_WORK REQUEST_. Reproduce the listing that follows, line for line.

- Opening Delimiter -

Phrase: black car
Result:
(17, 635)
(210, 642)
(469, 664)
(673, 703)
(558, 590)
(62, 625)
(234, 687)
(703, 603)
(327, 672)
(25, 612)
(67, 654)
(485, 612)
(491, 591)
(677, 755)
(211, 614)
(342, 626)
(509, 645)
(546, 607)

- Closing Delimiter -

_SOLUTION TO THE PROBLEM_.
Phrase: black car
Result:
(17, 635)
(210, 642)
(469, 664)
(673, 703)
(558, 590)
(62, 625)
(234, 687)
(703, 603)
(327, 672)
(25, 612)
(67, 654)
(485, 612)
(491, 591)
(677, 755)
(211, 614)
(342, 626)
(509, 645)
(546, 607)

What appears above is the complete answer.